What this task involves: Every line below must be given again exactly.

Material provided:
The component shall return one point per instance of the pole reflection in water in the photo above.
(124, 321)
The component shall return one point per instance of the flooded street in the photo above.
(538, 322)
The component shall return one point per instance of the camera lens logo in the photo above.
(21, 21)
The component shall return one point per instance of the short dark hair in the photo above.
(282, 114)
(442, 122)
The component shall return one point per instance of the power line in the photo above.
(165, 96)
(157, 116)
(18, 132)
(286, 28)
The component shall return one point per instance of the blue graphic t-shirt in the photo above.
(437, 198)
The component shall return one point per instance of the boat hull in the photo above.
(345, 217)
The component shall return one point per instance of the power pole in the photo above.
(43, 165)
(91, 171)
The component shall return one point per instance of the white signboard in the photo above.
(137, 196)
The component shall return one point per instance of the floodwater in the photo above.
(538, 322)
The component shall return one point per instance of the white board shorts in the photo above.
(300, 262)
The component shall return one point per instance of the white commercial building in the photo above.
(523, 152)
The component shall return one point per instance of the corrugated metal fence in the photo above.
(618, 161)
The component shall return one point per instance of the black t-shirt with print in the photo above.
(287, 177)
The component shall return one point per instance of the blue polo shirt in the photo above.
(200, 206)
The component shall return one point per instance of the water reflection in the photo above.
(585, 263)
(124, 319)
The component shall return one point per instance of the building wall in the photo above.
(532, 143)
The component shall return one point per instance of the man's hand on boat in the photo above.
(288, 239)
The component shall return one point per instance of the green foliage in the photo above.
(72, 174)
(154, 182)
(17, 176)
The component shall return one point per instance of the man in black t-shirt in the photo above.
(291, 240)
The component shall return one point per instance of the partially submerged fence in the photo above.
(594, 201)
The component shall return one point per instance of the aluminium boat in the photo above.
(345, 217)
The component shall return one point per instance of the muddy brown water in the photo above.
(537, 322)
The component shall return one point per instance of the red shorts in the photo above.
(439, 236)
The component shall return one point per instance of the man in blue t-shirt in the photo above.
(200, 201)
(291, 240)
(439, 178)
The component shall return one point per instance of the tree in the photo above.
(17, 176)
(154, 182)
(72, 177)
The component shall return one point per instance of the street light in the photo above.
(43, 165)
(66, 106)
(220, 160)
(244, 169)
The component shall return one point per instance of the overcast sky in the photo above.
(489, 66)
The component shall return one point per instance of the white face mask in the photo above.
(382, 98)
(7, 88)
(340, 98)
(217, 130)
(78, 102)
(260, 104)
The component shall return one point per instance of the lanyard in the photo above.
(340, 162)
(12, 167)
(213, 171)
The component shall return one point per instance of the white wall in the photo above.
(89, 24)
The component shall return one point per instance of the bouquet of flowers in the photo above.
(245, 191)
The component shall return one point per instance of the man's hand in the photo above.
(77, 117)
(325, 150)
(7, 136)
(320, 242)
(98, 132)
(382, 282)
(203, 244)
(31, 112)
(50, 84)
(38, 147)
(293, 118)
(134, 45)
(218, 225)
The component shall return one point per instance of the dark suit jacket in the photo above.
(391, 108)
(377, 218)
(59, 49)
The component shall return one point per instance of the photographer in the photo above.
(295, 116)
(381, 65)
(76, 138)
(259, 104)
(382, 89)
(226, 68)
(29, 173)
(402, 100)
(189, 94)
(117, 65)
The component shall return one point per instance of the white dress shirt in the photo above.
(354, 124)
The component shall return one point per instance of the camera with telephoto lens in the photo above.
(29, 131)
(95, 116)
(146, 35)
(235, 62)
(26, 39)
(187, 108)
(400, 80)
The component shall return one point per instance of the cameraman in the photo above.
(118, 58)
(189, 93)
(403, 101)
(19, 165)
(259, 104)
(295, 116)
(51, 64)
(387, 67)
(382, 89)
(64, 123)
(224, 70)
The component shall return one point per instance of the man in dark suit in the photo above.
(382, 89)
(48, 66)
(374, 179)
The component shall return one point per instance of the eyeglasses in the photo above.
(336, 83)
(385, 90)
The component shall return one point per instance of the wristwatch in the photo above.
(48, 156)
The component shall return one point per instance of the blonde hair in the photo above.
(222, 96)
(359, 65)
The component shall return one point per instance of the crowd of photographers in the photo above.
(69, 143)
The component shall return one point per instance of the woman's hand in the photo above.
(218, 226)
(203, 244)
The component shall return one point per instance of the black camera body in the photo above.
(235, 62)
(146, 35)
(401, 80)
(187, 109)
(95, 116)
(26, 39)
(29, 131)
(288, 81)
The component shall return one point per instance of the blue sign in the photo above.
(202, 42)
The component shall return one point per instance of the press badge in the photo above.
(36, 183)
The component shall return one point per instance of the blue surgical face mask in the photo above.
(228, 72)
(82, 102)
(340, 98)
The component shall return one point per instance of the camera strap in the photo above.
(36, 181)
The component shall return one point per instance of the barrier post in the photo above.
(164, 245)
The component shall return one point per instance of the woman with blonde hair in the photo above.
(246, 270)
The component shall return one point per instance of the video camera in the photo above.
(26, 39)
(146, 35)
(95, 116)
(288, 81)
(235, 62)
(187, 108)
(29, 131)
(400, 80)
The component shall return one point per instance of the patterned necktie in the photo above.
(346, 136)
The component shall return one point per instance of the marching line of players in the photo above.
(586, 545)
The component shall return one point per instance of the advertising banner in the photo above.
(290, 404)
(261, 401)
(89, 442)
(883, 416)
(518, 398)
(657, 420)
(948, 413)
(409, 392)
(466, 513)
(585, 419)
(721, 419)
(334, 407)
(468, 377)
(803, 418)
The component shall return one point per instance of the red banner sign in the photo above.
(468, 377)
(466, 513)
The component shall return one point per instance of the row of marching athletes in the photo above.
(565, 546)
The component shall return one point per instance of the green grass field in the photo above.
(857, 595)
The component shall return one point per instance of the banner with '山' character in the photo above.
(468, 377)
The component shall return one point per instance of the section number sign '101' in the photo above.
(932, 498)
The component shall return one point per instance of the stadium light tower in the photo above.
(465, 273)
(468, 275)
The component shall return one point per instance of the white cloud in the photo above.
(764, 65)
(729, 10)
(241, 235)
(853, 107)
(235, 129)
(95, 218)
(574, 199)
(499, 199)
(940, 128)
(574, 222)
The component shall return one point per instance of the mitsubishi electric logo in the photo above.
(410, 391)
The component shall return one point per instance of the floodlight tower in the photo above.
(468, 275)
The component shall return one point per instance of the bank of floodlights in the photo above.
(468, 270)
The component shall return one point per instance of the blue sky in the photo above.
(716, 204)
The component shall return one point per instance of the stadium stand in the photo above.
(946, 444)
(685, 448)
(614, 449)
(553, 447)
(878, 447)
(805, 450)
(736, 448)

Answer box:
The component shall return one point per instance of the pole reflection in water in the photo above.
(124, 321)
The component shall return one point per instance of the flooded street in the photo above.
(538, 322)
The component shall return one point per instance of the camera lens logo in the photo above.
(21, 21)
The component shall return one point per instance of the short dark hair in the photo above.
(282, 114)
(442, 122)
The component shall return one point per instance of the power line in the photo above.
(165, 96)
(157, 116)
(18, 132)
(286, 28)
The component shall return one point per instance of the blue graphic t-shirt in the photo above.
(437, 198)
The component shall return one point per instance of the boat hull in the photo above.
(345, 217)
The component shall return one point per instance of the power pole in the photo above.
(43, 165)
(91, 171)
The component shall return one point per instance of the white signboard in the photo above.
(137, 196)
The component shall return one point per instance of the floodwater in the photo above.
(538, 322)
The component shall return one point per instance of the white board shorts in the photo above.
(300, 262)
The component shall return one point per instance of the white commercial building in the photo above.
(523, 152)
The component shall return one point per instance of the corrugated metal fence in the photo above.
(618, 161)
The component shall return one point per instance of the black t-shirt with print in the photo above.
(287, 177)
The component shall return one point per instance of the blue polo shirt in the photo above.
(200, 206)
The component shall return one point per instance of the water reflection in the photo above.
(585, 263)
(124, 319)
The component shall return one point per instance of the building wall in the photo above.
(532, 143)
The component shall return one point per instance of the man's hand on boat in the photo above.
(288, 239)
The component shall return one point per instance of the green foliage in the photo above.
(72, 174)
(154, 182)
(17, 176)
The component shall return one point per instance of the man in black t-shirt in the photo above.
(291, 240)
The component shall return one point per instance of the partially submerged fence in the photo above.
(594, 201)
The component shall return one point per instance of the aluminium boat in the photo above.
(345, 217)
The component shall return one point per instance of the muddy brown water in the photo above.
(537, 322)
The component shall return one point per instance of the red shorts in the photo above.
(439, 236)
The component shall return one point per instance of the man in blue t-shirt in the photo above.
(200, 201)
(291, 240)
(439, 178)
The component shall return one point per instance of the tree in the photo above.
(17, 176)
(154, 182)
(72, 177)
The component shall return one point per instance of the street light in the photo above.
(43, 165)
(66, 106)
(220, 160)
(244, 169)
The component shall return one point per instance of the overcast sky in the photo above.
(489, 66)
The component shall return one point per instance of the white face mask in the photo above.
(382, 98)
(7, 88)
(340, 98)
(217, 130)
(78, 102)
(260, 104)
The component shall return one point per instance of the lanyard in the photo above.
(340, 162)
(12, 167)
(213, 171)
The component shall return one point per instance of the white wall in the photo above.
(89, 24)
The component shall return one point per instance of the bouquet of flowers in the photo above.
(245, 191)
The component shall return one point per instance of the man's hand in the photo above.
(77, 117)
(325, 150)
(7, 136)
(320, 242)
(98, 132)
(382, 282)
(203, 244)
(31, 112)
(50, 84)
(38, 147)
(293, 118)
(134, 45)
(218, 225)
The component shall return one point per instance of the dark suit jacket in the photo above.
(391, 108)
(377, 218)
(59, 49)
The component shall return one point per instance of the photographer in the photo above.
(295, 116)
(381, 65)
(76, 138)
(259, 104)
(382, 89)
(226, 68)
(29, 173)
(402, 100)
(189, 94)
(117, 65)
The component shall return one point per instance of the white dress shirt in the photo above.
(354, 124)
The component shall return one point per instance of the camera with telephoto lens in the photo above.
(29, 131)
(95, 116)
(146, 35)
(235, 62)
(26, 39)
(187, 108)
(400, 80)
The component shall return one point per instance of the cameraman in the photo above.
(118, 58)
(189, 93)
(403, 101)
(19, 165)
(259, 104)
(295, 116)
(51, 64)
(387, 67)
(382, 89)
(64, 123)
(224, 70)
The component shall return one point per instance of the man in dark suit in the photo above.
(382, 89)
(48, 66)
(374, 179)
The component shall return one point per instance of the eyeglasses in the photo above.
(336, 83)
(385, 90)
The component shall return one point per instance of the wristwatch in the photo above.
(48, 156)
The component shall return one point per instance of the blonde hair in the photo above.
(222, 96)
(359, 65)
The component shall return one point per instance of the crowd of photographers in the photo above.
(69, 143)
The component shall return one point per instance of the woman's hand in the photo above.
(218, 226)
(203, 244)
The component shall return one point per instance of the black camera body in the photo above.
(235, 62)
(146, 35)
(401, 80)
(187, 109)
(95, 116)
(26, 39)
(29, 131)
(288, 81)
The component shall return one point per instance of the blue sign in the photo above.
(202, 42)
The component shall return one point per instance of the press badge in the photo above.
(36, 183)
The component shall return one point per instance of the blue surgical face mask in the photo above.
(228, 72)
(82, 102)
(340, 98)
The component shall return one point per instance of the camera strap in the photo above.
(36, 181)
The component shall return one point per instance of the barrier post in the photo above.
(164, 245)
The component shall return one point per instance of the woman with blonde hair in the photo above.
(246, 270)
The component shall return one point per instance of the video camera in the photo above.
(26, 39)
(146, 35)
(95, 116)
(288, 81)
(235, 62)
(187, 108)
(29, 131)
(400, 80)
The component shall return one point per instance of the patterned necktie in the photo above.
(346, 136)
The component shall return one point per instance of the marching line of players in the photo above.
(586, 545)
The component shall return one point per instance of the advertising banner in the photo above.
(290, 404)
(261, 401)
(89, 442)
(883, 416)
(518, 398)
(657, 420)
(948, 413)
(409, 392)
(466, 513)
(585, 419)
(721, 419)
(334, 407)
(468, 377)
(803, 418)
The component shall return one point per instance of the red banner sign in the photo above.
(468, 377)
(466, 513)
The component shall return one point per instance of the row of marching athletes in the photo above.
(565, 546)
The component shall return one point per instance of the green grass field in the photo above.
(857, 595)
The component shall return one point per instance of the banner with '山' character in the photo above.
(468, 377)
The component shall return one point per instance of the section number sign '101' in the photo above.
(932, 498)
The component shall return one point per instance of the stadium light tower in the photo above.
(465, 273)
(468, 275)
The component shall return one point per instance of the white cloud in the photo above.
(764, 65)
(729, 10)
(241, 235)
(853, 107)
(235, 129)
(95, 218)
(574, 199)
(499, 199)
(940, 128)
(574, 222)
The component shall return one point per instance of the mitsubishi electric logo in the photo above.
(410, 391)
The component shall return one point per instance of the floodlight tower in the photo above.
(468, 275)
The component shall return one point per instance of the bank of floodlights in the photo above.
(468, 270)
The component shall return one point per instance of the blue sky in the photo above.
(716, 204)
The component shall return one point per instance of the stadium stand in the photo above.
(946, 444)
(685, 448)
(614, 449)
(553, 447)
(878, 447)
(805, 450)
(736, 448)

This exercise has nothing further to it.